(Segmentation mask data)
┌────────

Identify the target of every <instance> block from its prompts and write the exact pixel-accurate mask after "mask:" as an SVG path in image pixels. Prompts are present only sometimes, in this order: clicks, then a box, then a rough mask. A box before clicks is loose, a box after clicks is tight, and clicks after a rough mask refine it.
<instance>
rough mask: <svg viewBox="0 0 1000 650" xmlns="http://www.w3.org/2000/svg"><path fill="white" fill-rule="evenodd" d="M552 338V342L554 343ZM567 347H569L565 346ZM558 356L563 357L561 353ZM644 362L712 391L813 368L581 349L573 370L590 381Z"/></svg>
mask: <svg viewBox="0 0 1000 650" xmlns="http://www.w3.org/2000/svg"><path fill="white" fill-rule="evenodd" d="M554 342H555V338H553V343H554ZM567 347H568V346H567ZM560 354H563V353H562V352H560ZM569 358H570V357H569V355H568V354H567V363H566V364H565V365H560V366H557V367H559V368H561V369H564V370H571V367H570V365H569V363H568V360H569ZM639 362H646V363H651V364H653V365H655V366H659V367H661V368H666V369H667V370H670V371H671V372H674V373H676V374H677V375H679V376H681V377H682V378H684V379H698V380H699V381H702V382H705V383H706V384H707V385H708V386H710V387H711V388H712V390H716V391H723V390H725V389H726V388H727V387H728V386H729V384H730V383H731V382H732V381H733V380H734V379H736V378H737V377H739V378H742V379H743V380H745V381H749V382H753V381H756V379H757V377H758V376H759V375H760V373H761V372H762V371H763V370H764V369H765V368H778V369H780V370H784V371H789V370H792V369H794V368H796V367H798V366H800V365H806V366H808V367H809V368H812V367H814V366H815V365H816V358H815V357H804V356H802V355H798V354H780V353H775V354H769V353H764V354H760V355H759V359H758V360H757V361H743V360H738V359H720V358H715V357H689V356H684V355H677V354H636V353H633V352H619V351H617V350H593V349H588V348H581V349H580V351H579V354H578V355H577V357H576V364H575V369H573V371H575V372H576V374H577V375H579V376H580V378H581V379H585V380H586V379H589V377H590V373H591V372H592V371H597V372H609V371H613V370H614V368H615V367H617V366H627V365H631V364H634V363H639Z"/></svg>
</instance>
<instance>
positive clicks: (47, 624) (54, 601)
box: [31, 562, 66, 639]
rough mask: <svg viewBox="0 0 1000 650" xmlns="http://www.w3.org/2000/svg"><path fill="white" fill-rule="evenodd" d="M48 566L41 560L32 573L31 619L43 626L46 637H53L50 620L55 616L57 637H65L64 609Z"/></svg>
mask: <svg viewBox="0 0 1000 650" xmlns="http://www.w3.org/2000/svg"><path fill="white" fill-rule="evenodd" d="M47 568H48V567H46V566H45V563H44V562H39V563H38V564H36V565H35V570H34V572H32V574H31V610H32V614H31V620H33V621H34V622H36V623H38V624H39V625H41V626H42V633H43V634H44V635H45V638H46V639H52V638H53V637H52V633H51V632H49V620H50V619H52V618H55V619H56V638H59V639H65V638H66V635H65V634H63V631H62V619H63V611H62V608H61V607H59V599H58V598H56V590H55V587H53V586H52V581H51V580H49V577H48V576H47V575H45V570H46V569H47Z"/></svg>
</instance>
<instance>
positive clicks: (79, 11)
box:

└────────

**Problem details:** Reproduce the records above in full, without altering a single character.

**Answer box:**
Identify the target of every <instance> block from its prompts and write the exact pixel-accurate mask after "mask:" as an SVG path in image pixels. Prompts are present only sometimes, in this order: clicks, then a box, then a rough mask. A box before clicks is loose, a box after clicks is tight, and clicks after a rough mask refine it.
<instance>
rough mask: <svg viewBox="0 0 1000 650" xmlns="http://www.w3.org/2000/svg"><path fill="white" fill-rule="evenodd" d="M552 338V342L554 343ZM567 347H569L565 346ZM558 356L563 357L561 353ZM644 362L712 391L813 368L581 349L573 370L590 381Z"/></svg>
mask: <svg viewBox="0 0 1000 650" xmlns="http://www.w3.org/2000/svg"><path fill="white" fill-rule="evenodd" d="M554 342H555V338H553V343H554ZM567 347H568V346H567ZM560 354H563V353H562V352H560ZM569 358H570V357H569V355H568V354H567V363H566V364H565V365H560V366H557V367H559V368H561V369H564V370H571V367H570V365H569V363H568V360H569ZM639 362H646V363H651V364H653V365H655V366H659V367H661V368H666V369H667V370H670V371H671V372H674V373H676V374H677V375H679V376H681V377H682V378H684V379H698V380H699V381H702V382H705V383H706V384H707V385H708V386H710V387H711V388H712V390H716V391H723V390H725V389H726V388H727V387H728V386H729V384H730V383H731V382H732V381H733V380H734V379H736V378H737V377H739V378H742V379H743V380H745V381H749V382H753V381H756V379H757V377H758V376H759V375H760V373H761V372H762V371H763V370H764V369H765V368H778V369H780V370H784V371H789V370H792V369H794V368H796V367H798V366H800V365H806V366H808V367H809V368H812V367H814V366H815V365H816V358H815V357H804V356H802V355H798V354H780V353H775V354H769V353H764V354H760V355H759V359H758V360H757V361H743V360H738V359H720V358H715V357H689V356H684V355H677V354H636V353H633V352H619V351H617V350H593V349H588V348H581V349H580V351H579V354H578V355H577V357H576V364H575V369H573V371H575V372H576V374H577V375H579V376H580V378H581V379H585V380H586V379H589V377H590V373H591V372H592V371H597V372H609V371H613V370H614V368H615V367H617V366H627V365H631V364H634V363H639Z"/></svg>
</instance>
<instance>
positive clicks: (47, 624) (54, 601)
box: [31, 562, 66, 639]
rough mask: <svg viewBox="0 0 1000 650" xmlns="http://www.w3.org/2000/svg"><path fill="white" fill-rule="evenodd" d="M48 566L41 560L32 573L31 619L43 626L46 637H53L50 620L55 616L57 637H65L64 609Z"/></svg>
mask: <svg viewBox="0 0 1000 650" xmlns="http://www.w3.org/2000/svg"><path fill="white" fill-rule="evenodd" d="M47 568H48V567H46V566H45V563H44V562H39V563H38V564H36V565H35V570H34V572H32V574H31V610H32V614H31V620H33V621H34V622H36V623H38V624H39V625H41V626H42V633H43V634H44V635H45V638H46V639H52V638H53V637H52V633H51V632H49V620H50V619H52V618H55V619H56V638H59V639H65V638H66V635H65V634H63V631H62V619H63V611H62V608H61V607H59V599H58V598H56V590H55V587H53V586H52V581H51V580H49V577H48V576H47V575H45V570H46V569H47Z"/></svg>
</instance>
<instance>
positive clicks: (79, 11)
box:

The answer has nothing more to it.